GOAL OF THE EXERCISE. Gather every line of the rows below that contains the string "glass", and copy each one as it appears.

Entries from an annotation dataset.
★ ★ ★

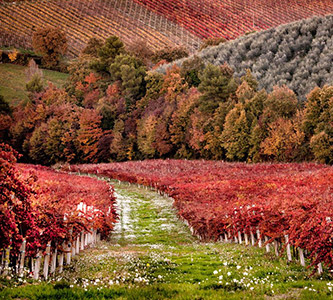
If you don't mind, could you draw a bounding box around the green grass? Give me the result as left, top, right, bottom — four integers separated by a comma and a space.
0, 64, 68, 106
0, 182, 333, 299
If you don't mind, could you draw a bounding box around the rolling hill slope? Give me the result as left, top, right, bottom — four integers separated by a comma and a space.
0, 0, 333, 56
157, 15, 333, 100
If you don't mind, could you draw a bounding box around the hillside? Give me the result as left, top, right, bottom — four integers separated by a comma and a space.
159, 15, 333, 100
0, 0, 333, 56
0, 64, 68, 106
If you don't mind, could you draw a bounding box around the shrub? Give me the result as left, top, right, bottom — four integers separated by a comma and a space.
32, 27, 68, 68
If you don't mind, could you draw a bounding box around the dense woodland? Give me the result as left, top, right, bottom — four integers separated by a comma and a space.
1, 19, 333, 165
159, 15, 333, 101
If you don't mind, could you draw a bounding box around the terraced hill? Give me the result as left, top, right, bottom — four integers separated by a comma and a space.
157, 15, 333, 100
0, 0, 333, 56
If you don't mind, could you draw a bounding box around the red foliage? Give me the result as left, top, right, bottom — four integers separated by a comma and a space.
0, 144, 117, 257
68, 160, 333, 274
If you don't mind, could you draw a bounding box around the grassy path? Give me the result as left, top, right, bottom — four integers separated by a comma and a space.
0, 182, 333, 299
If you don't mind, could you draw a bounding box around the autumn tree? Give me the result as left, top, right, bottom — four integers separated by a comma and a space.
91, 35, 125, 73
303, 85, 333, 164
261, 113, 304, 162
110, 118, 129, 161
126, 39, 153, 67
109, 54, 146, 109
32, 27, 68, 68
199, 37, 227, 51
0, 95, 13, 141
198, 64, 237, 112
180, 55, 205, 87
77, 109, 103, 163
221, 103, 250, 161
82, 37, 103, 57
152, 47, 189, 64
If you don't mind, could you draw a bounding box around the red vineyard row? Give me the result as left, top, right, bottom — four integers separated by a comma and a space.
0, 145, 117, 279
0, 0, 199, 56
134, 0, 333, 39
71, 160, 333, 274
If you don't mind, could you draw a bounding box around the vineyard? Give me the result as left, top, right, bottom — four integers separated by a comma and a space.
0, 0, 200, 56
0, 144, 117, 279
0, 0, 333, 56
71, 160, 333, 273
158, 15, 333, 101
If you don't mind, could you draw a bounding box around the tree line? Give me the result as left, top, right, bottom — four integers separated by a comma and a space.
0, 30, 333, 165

★ ★ ★

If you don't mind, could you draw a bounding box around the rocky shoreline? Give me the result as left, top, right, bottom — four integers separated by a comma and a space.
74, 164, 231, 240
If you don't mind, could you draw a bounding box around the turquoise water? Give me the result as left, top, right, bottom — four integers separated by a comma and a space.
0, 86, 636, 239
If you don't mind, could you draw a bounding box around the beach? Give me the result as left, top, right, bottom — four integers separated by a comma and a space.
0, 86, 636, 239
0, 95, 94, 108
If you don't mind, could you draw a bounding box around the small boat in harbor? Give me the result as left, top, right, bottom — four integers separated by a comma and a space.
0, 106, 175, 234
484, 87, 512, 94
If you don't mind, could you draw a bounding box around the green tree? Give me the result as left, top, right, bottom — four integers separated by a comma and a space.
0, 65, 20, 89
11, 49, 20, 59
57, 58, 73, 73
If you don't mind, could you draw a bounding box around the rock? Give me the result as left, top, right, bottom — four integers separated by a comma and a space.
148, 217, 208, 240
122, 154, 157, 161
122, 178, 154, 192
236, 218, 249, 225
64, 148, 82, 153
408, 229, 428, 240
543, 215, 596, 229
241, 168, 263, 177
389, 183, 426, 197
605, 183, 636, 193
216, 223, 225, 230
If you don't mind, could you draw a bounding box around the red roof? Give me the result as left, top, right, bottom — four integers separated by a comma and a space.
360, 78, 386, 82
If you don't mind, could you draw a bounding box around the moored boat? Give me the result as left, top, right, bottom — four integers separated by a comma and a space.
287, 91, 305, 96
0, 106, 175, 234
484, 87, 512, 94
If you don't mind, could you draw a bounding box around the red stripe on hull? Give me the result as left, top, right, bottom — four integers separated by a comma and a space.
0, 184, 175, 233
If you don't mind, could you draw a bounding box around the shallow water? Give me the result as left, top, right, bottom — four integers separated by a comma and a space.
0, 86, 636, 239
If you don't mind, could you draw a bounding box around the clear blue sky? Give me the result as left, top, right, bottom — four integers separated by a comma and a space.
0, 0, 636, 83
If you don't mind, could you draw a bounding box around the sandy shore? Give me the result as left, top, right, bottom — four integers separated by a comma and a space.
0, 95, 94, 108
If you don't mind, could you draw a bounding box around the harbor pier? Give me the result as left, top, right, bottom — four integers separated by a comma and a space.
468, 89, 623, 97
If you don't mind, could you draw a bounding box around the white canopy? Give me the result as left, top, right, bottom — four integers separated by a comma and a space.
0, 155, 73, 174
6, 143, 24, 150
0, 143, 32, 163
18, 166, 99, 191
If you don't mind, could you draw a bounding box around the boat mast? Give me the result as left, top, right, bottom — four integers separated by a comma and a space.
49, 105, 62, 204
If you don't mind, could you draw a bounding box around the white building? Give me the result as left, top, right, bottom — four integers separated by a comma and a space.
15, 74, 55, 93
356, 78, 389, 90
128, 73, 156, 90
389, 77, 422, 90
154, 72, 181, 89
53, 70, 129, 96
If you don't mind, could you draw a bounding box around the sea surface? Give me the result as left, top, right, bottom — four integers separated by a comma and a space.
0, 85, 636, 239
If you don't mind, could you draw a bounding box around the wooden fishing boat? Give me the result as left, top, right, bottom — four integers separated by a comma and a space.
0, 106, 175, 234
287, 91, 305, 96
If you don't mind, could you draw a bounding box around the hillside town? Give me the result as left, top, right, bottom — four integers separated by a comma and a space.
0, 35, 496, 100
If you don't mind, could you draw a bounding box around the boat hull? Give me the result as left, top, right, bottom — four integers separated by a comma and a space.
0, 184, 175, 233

★ ★ ★

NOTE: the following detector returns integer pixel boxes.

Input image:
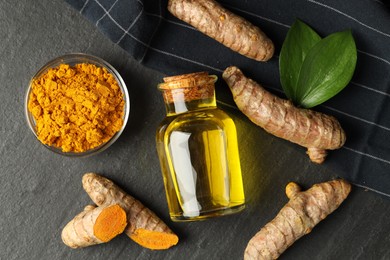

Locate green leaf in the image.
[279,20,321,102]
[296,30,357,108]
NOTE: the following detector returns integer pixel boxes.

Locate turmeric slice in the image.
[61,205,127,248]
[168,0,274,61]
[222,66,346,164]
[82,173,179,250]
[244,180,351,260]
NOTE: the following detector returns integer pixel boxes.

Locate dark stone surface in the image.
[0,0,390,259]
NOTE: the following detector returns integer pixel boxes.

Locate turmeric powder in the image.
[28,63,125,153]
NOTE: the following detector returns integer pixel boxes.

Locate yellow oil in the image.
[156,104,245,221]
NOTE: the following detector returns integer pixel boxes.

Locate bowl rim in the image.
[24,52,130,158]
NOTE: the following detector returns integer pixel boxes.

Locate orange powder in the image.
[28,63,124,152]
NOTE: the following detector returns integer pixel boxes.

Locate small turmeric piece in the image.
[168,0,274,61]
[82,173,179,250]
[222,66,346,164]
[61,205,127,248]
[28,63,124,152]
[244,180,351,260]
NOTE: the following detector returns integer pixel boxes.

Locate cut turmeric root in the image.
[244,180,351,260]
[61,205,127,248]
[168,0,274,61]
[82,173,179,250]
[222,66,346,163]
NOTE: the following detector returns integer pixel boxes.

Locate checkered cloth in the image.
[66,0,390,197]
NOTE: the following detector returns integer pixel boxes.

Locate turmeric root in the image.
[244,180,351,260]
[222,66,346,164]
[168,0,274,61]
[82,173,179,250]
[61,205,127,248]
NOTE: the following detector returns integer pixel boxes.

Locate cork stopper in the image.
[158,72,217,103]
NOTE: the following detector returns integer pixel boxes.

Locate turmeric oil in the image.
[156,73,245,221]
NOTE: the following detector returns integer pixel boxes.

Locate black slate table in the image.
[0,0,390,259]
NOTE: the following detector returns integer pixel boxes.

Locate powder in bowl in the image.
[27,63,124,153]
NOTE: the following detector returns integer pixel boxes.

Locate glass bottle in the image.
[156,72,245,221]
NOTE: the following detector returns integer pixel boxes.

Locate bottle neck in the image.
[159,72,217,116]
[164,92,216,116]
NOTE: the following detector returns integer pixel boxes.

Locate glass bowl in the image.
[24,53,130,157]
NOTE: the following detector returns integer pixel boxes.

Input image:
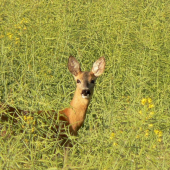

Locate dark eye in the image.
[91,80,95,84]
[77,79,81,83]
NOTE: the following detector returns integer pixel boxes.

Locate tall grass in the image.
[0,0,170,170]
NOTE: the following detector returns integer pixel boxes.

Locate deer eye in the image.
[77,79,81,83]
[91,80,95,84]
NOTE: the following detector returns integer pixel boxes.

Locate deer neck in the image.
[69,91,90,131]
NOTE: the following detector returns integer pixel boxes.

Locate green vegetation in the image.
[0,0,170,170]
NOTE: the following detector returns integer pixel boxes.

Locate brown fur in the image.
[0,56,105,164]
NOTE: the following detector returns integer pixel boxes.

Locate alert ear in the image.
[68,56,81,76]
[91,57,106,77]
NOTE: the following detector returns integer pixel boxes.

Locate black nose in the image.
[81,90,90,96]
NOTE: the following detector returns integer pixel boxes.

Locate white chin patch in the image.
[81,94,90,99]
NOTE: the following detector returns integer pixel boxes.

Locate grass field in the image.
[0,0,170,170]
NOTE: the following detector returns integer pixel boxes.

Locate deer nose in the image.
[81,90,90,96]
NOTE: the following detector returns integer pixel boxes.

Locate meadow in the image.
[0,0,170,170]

★ ★ ★

FULL SOLUTION.
Locate glass bottle in the image.
Locate glass bowl in the image.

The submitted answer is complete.